■ Task description
Retype the passage of the circular lists thread starting with "What do you" and going on through "might be (a,b,c).", keeping every character as it appears.

■ Article

Circular lists

[gamo]

I want to learn an effient way of handle circular lists.

EXAMPLE:

I have a set of @set = qw(a a b b b c c c c);

In a loop...

@list = shuffle(@set);

and I want to know how many diferent circular lists could be generated.

Thanks, best regards



PS: The way I handle this is doing

$s = join '',@list;
$string = $s . $s;

and after that comparing $s with all the previous stored substr
$string,$i,9 for $i (0..9)

BUT this way is very inefficient for a large @set or long loop.

 

[C.DeRykus]

I want to learn an effient way of handle circular lists.

EXAMPLE:

I have a set of @set = qw(a a b b b c c c c);

In a loop...

@list = shuffle(@set);

and I want to know how many diferent circular lists could be generated.

Thanks, best regards

PS: The way I handle this is doing

$s = join '',@list;
$string = $s . $s;

and after that comparing $s with all the previous stored substr
$string,$i,9 for $i (0..9)

BUT this way is very inefficient for a large @set or long loop.

See: perldoc -q permute

 

[gamo]

See: perldoc -q permute

OK, supposing I have all the permutations,
supposing I remove the redundant ones with a hash,
how I detect the circular - identical ones?

Thanks

 

[RedGrittyBrick]

I want to learn an effient way of handle circular lists.

What do you mean by a circular list? AFAIK Perl only knows about plain
lists.

I'd first worry about correctness. I'd only worry about efficiency if
the result is measured to be unacceptably slow.

EXAMPLE:

I have a set of @set = qw(a a b b b c c c c);

That isn't what I'd call a set. To me a set can not contain multiple
identical elements. A set might be (a,b,c).

In a loop...

You can construct a for loop for the range from zero to the length of
@set minus one. Given a set a,b,c - the for loop could be used to yield
a b c
b c a
c a b
This might be the sort of thing you are looking for. I exclude b,c,a
because of the way I have interpreted your mention of "circular list".

@list = shuffle(@set);

and I want to know how many diferent circular lists could be generated.

(Rows from a dataset)
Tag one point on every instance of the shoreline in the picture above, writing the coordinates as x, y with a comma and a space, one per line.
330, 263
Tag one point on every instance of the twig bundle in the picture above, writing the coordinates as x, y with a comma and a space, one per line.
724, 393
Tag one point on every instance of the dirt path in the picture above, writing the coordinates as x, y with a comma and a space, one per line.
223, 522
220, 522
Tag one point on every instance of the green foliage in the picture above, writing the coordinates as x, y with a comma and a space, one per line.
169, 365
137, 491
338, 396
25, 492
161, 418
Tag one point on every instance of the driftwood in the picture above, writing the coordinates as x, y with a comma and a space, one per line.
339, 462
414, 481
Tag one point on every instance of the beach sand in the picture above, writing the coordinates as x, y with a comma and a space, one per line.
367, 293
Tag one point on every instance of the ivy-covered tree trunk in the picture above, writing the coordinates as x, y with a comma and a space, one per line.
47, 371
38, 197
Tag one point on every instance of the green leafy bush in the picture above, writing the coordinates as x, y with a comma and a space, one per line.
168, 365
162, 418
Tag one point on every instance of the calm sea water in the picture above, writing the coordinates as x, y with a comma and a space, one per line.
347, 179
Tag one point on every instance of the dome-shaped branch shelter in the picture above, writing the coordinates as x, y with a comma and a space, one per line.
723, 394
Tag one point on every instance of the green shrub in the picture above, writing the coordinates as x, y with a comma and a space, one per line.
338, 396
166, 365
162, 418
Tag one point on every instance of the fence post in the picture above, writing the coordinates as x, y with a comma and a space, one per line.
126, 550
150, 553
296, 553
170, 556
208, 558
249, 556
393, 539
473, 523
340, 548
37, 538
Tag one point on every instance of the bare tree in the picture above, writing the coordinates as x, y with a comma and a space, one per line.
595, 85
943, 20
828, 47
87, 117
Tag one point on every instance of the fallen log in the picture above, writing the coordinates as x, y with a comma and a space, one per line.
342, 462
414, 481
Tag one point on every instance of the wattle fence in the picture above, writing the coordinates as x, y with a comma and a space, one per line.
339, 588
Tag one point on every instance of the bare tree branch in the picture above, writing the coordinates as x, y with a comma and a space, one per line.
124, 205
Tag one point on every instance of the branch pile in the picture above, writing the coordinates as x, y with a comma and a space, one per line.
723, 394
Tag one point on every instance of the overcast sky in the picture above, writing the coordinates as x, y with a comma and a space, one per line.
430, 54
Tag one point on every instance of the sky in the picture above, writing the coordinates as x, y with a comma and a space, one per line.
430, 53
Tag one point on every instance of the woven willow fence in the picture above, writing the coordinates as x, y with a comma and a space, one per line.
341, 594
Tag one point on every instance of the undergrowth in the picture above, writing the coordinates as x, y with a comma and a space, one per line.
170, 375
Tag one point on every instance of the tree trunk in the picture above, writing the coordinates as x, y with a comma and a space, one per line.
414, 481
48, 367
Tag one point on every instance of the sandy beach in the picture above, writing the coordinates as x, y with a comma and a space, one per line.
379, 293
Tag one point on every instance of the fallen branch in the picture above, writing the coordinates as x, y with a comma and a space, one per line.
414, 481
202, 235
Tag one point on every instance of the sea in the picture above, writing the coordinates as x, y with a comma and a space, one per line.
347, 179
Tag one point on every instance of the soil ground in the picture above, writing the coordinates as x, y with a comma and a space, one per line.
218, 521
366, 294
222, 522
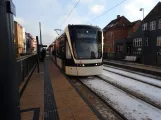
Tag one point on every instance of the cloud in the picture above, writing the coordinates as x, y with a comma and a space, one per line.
131, 9
19, 20
97, 9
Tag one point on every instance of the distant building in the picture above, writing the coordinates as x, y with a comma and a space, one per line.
24, 40
147, 42
124, 46
29, 43
18, 38
115, 30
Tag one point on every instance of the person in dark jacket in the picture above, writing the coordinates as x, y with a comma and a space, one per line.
43, 54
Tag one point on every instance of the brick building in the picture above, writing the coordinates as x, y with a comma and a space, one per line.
147, 42
34, 45
29, 43
115, 30
18, 38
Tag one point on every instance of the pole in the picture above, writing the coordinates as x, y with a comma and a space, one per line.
9, 83
38, 54
40, 33
143, 41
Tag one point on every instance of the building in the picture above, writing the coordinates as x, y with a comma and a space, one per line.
124, 46
18, 38
147, 43
24, 40
29, 43
34, 45
115, 30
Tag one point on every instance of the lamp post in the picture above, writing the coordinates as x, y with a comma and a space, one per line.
143, 41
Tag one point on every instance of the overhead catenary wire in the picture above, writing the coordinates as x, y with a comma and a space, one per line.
107, 11
70, 12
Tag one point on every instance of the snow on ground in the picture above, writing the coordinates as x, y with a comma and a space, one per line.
131, 107
149, 92
136, 76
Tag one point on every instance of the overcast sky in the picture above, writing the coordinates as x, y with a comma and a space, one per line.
53, 12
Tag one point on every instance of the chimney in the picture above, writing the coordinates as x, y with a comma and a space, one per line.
118, 16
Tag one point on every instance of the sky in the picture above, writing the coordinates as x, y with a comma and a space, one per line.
52, 13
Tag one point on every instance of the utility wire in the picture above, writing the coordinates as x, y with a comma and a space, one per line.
70, 12
107, 11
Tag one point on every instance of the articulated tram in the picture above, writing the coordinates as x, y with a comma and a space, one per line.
78, 50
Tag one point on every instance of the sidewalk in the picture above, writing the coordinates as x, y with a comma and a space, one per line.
69, 104
50, 96
32, 100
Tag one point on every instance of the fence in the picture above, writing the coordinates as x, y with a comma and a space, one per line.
24, 66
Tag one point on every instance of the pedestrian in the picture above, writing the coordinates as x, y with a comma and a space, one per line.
43, 54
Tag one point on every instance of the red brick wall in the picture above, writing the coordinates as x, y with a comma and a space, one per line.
117, 35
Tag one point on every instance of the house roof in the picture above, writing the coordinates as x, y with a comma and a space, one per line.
154, 13
113, 24
133, 23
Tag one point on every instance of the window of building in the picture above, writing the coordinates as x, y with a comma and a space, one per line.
112, 35
107, 35
145, 26
146, 42
134, 42
159, 41
152, 25
137, 42
159, 25
140, 41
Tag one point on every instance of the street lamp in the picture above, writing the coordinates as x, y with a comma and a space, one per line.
56, 30
143, 42
142, 9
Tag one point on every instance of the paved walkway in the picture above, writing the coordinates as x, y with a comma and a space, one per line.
45, 89
32, 100
69, 104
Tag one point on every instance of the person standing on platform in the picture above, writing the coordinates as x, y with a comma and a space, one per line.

■ Written response
What do you mean by a circular list? AFAIK Perl only knows about plain
lists.

I'd first worry about correctness. I'd only worry about efficiency if
the result is measured to be unacceptably slow.

EXAMPLE:

I have a set of @set = qw(a a b b b c c c c);

That isn't what I'd call a set. To me a set can not contain multiple
identical elements. A set might be (a,b,c).